## start

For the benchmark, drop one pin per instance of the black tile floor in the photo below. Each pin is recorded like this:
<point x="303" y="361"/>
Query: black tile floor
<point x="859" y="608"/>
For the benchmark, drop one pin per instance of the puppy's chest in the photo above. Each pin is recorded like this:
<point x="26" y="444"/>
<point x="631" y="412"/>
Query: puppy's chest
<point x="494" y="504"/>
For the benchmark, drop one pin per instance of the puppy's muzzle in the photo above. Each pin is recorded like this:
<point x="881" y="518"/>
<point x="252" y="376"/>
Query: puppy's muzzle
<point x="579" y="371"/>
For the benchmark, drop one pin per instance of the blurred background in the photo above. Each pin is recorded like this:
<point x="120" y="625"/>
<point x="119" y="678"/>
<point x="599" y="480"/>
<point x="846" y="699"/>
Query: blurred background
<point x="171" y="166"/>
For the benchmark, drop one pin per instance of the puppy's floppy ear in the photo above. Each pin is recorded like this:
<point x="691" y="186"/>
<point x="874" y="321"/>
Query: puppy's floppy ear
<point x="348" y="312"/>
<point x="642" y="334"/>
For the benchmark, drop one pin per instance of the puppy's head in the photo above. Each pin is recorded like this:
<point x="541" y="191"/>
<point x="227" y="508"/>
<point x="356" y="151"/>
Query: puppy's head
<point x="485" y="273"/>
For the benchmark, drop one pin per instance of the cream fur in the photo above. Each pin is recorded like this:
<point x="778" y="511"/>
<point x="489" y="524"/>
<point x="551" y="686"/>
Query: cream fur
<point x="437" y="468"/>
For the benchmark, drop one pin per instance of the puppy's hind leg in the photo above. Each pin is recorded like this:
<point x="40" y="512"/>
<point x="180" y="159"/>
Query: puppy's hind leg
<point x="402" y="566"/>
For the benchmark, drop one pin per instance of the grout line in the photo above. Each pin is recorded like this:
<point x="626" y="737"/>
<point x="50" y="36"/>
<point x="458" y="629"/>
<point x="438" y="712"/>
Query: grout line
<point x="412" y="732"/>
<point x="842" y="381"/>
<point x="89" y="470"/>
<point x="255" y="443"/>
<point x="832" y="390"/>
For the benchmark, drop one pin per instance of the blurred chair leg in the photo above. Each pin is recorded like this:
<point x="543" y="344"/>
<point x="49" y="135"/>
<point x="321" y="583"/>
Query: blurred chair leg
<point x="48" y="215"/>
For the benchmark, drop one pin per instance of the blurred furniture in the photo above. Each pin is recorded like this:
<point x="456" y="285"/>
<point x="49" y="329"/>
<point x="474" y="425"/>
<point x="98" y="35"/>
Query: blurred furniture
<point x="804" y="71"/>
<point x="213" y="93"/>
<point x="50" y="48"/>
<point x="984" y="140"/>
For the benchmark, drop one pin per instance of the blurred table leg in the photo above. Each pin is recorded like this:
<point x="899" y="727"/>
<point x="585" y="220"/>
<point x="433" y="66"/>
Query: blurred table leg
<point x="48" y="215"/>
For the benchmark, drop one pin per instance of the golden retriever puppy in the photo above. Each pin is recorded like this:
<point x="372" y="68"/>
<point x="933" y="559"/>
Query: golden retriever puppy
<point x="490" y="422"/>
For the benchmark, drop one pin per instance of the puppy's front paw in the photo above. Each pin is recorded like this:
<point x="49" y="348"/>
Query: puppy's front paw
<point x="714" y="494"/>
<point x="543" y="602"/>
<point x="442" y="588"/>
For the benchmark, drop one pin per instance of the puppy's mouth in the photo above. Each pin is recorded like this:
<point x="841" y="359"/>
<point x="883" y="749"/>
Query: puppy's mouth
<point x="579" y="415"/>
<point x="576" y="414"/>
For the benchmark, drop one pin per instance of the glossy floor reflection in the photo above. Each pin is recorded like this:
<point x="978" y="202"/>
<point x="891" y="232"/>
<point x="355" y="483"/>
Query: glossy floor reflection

## end

**Exercise details**
Rewrite every one of the rows above, switching "drop one pin" to "place one marker" wherever it occurs and keeping the rest of the text unchanged.

**Solution to the problem**
For the benchmark, place one marker per instance of the black tile floor in the photo below. Each pin is recorded like this:
<point x="303" y="361"/>
Query: black tile floor
<point x="859" y="608"/>
For the benchmark, place one marker per instance of the puppy's chest in the photo above. Each pin is recorded like this:
<point x="26" y="444"/>
<point x="631" y="412"/>
Query: puppy's chest
<point x="494" y="504"/>
For the benchmark, place one marker per instance of the puppy's muzzle in the photo above. Each pin is recorded like this:
<point x="881" y="518"/>
<point x="252" y="376"/>
Query: puppy's muzzle
<point x="579" y="371"/>
For the benchmark, place one marker per instance of the blurred background in the photo above. Each pin is recorded like this:
<point x="120" y="625"/>
<point x="119" y="678"/>
<point x="599" y="480"/>
<point x="846" y="699"/>
Query: blurred background
<point x="171" y="166"/>
For the benchmark, place one marker per instance of the puppy's floppy ear in the photo above. Each pin is recorded like this:
<point x="691" y="186"/>
<point x="874" y="321"/>
Query: puppy's floppy ear
<point x="348" y="312"/>
<point x="642" y="334"/>
For the benchmark, place one marker per instance of the puppy's head in the photo above. Each pin is recorded like this:
<point x="541" y="191"/>
<point x="227" y="508"/>
<point x="356" y="151"/>
Query: puppy's head
<point x="485" y="273"/>
For the benchmark, place one marker per instance of the cream fur in the photo above. Each pin is recorded like this:
<point x="778" y="511"/>
<point x="489" y="524"/>
<point x="551" y="686"/>
Query: cream fur
<point x="437" y="468"/>
For the benchmark, place one marker per instance of the puppy's hind leg in the photo above. Each pin is recorded like this:
<point x="40" y="512"/>
<point x="180" y="159"/>
Query: puppy's hind leg
<point x="402" y="566"/>
For the benchmark, place one marker per instance of the grout line in the photo above. Each pin is recorded like this:
<point x="626" y="737"/>
<point x="50" y="36"/>
<point x="458" y="629"/>
<point x="438" y="712"/>
Query: grout line
<point x="412" y="732"/>
<point x="842" y="381"/>
<point x="89" y="470"/>
<point x="255" y="443"/>
<point x="832" y="390"/>
For the benchmark, place one marker per instance of the blurred chair leg in the photo above. Each pin is recorded like this:
<point x="543" y="344"/>
<point x="49" y="135"/>
<point x="321" y="583"/>
Query: blurred chair leg
<point x="48" y="215"/>
For the benchmark, place one marker per instance of the blurred furniture in the photo above. Each pin is recorded like this:
<point x="456" y="285"/>
<point x="49" y="329"/>
<point x="474" y="425"/>
<point x="98" y="35"/>
Query: blurred furniture
<point x="804" y="71"/>
<point x="213" y="93"/>
<point x="50" y="48"/>
<point x="984" y="140"/>
For the benchmark, place one marker per instance of the blurred table leg in the photo above. Each pin is recorded like this:
<point x="899" y="727"/>
<point x="585" y="220"/>
<point x="433" y="66"/>
Query: blurred table leg
<point x="48" y="215"/>
For the benchmark, place one marker per instance of the golden retriever puppy in the photo above. Each pin is recorded like this:
<point x="372" y="68"/>
<point x="933" y="559"/>
Query: golden retriever puppy
<point x="490" y="422"/>
For the benchmark, place one marker per instance of the puppy's front paw in the photo above. Each pin is recorded like this:
<point x="49" y="348"/>
Query: puppy's front paw
<point x="714" y="494"/>
<point x="543" y="602"/>
<point x="442" y="588"/>
For the benchmark, place one marker per instance of the puppy's mouth in the photo above. Each pin is recorded like this:
<point x="841" y="359"/>
<point x="883" y="749"/>
Query: puppy's mouth
<point x="579" y="415"/>
<point x="576" y="414"/>
For the benchmark, place one marker per instance of the glossy floor reflection in the photo above. Each pin is recorded like this:
<point x="978" y="202"/>
<point x="891" y="232"/>
<point x="355" y="483"/>
Query: glossy floor reflection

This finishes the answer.